EXERCISE SET –
#1 Reproduce the changelog passage starting at "2001-07-06 Paul Eggert" and ending at "tests from TESTS2.", swapping every occurrence of "TESTS2" for "TESTS3".
#2 Extend the changelog with further entries that follow directly after its final line.

READING TEXT –
-.-.-

2002-06-28 Kaz Kojima <kkojima@rr.iij4u.or.jp>
* sysdeps/sh/dl-machine.h (elf_machine_load_address): Use local
labels in assembler instructions.
2001-07-06 Paul Eggert <eggert@twinsun.com>
* manual/argp.texi: Remove ignored LGPL copyright notice; it's
not appropriate for documentation anyway.
* manual/libc-texinfo.sh: "Library General Public License" ->
"Lesser General Public License".
2001-07-06 Andreas Jaeger <aj@suse.de>
* All files under GPL/LGPL version 2: Place under LGPL version
2.1.
2001-04-12 Bruno Haible <haible@clisp.cons.org>
* iconvdata/TESTS2: New file.
* iconvdata/run-iconv-test.sh: Also run tests from TESTS2.

-.-.-

EXTRACTED MATERIAL –
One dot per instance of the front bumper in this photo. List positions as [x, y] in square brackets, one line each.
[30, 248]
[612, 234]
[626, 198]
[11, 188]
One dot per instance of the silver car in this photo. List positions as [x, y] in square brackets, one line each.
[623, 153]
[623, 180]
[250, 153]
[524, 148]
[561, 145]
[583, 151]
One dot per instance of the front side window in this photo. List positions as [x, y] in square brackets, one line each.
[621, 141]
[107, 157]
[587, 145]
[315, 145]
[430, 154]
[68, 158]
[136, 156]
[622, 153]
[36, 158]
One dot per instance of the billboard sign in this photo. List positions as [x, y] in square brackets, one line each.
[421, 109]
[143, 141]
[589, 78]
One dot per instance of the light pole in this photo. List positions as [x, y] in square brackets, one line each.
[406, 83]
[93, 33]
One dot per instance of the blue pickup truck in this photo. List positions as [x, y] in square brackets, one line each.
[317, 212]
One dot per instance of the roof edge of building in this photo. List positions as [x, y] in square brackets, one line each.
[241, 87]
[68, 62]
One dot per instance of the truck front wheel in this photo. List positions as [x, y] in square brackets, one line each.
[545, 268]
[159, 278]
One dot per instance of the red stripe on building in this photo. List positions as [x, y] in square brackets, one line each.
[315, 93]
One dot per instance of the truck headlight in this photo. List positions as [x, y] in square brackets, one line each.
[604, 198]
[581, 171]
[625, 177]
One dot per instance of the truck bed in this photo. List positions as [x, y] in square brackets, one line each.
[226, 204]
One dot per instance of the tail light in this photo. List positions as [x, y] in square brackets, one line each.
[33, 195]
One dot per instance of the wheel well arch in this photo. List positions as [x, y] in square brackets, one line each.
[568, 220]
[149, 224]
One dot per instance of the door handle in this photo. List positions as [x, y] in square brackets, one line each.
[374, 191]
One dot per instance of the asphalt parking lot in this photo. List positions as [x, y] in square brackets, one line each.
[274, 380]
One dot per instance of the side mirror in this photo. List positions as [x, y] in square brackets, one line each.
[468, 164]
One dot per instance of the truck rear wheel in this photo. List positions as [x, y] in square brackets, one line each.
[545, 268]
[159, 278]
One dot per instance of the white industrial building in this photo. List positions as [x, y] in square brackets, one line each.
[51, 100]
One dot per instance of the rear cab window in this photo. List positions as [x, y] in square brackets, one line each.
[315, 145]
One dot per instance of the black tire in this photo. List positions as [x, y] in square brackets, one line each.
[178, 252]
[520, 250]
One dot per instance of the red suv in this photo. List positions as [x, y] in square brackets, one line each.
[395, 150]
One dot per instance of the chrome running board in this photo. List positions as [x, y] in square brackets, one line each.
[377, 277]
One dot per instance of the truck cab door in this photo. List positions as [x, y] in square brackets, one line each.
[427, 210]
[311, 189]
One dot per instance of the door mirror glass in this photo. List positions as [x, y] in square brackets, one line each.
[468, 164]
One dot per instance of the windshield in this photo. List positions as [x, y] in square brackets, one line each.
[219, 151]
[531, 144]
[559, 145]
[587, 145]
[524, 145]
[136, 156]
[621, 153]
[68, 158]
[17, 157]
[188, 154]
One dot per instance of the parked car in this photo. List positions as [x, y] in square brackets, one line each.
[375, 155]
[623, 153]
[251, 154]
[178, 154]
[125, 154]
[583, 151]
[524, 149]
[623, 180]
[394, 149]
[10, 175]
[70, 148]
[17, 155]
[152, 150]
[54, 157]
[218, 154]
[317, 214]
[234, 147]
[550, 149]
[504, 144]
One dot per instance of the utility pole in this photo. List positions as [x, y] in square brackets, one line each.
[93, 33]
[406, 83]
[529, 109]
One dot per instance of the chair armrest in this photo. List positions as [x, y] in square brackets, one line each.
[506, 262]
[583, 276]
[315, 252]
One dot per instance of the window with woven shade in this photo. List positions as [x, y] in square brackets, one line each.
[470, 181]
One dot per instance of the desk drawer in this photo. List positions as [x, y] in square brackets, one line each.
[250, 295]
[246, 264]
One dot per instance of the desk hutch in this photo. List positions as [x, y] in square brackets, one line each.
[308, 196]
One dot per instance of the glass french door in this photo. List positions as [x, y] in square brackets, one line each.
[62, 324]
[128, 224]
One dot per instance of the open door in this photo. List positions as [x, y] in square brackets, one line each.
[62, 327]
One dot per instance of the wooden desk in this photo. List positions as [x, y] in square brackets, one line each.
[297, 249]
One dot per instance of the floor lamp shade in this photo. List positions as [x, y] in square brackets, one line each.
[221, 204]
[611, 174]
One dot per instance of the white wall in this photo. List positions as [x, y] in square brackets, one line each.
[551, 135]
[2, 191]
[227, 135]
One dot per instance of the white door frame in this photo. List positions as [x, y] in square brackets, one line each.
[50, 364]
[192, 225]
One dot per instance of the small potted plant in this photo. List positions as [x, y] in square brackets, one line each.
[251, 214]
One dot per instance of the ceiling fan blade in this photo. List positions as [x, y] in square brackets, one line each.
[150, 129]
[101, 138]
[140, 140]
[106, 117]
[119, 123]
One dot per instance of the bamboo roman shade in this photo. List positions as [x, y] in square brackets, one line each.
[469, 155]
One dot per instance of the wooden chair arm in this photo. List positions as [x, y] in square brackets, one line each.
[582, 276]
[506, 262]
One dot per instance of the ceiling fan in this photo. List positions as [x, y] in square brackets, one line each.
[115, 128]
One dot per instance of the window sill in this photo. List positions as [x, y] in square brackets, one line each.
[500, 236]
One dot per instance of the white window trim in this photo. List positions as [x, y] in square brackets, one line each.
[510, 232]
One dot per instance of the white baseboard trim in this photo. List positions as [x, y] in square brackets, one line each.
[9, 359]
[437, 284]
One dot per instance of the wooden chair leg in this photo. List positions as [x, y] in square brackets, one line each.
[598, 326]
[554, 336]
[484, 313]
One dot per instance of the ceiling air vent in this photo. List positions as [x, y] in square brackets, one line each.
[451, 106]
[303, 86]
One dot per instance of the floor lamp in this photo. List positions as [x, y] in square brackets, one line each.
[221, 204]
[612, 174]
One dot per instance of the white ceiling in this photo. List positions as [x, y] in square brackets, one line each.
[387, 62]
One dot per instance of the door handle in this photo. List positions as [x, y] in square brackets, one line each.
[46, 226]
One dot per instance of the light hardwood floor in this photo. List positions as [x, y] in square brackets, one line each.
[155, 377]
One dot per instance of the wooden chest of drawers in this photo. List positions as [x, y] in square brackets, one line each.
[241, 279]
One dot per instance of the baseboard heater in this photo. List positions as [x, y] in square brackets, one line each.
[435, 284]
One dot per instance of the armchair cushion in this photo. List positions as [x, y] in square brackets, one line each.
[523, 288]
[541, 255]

-.-.-

FINAL RESULTS –
#1
2001-07-06 Paul Eggert <eggert@twinsun.com>
* manual/argp.texi: Remove ignored LGPL copyright notice; it's
not appropriate for documentation anyway.
* manual/libc-texinfo.sh: "Library General Public License" ->
"Lesser General Public License".
2001-07-06 Andreas Jaeger <aj@suse.de>
* All files under GPL/LGPL version 2: Place under LGPL version
2.1.
2001-04-12 Bruno Haible <haible@clisp.cons.org>
* iconvdata/TESTS3: New file.
* iconvdata/run-iconv-test.sh: Also run tests from TESTS3.

#2
* iconvdata/testdata/alfabeta..UTF-8: New file.
* iconvdata/testdata/alfabeta..UTF-16.BE: New file.
* iconvdata/testdata/alfabeta..UTF-16.LE: New file.
* iconvdata/testdata/alfabeta..UTF-32.BE: New file.
* iconvdata/testdata/alfabeta..UTF-32.LE: New file.
2001-04-11 Bruno Haible <haible@clisp.cons.org>
* iconvdata/utf-32.c: New file.
* iconvdata/gconv-modules: Add entries for UTF-32, UTF-32LE, UTF-32BE.
* iconvdata/Makefile (modules): Add UTF-32.
(distribute): Add utf-32.c.
2001-04-11 Bruno Haible <haible@clisp.cons.org>
* iconvdata/utf-16.c (PREPARE_LOOP): Initialize 'swap' after possibly
changing it in the state. After incrementing 'inptr', store it back.
* iconvdata/unicode.c (PREPARE_LOOP): After incrementing 'inptr',
store it back.
2001-04-11 Bruno Haible <haible@clisp.cons.org>
* iconvdata/utf-16.c (gconv_init): Use MAX_NEEDED_FROM, not
MIN_NEEDED_FROM.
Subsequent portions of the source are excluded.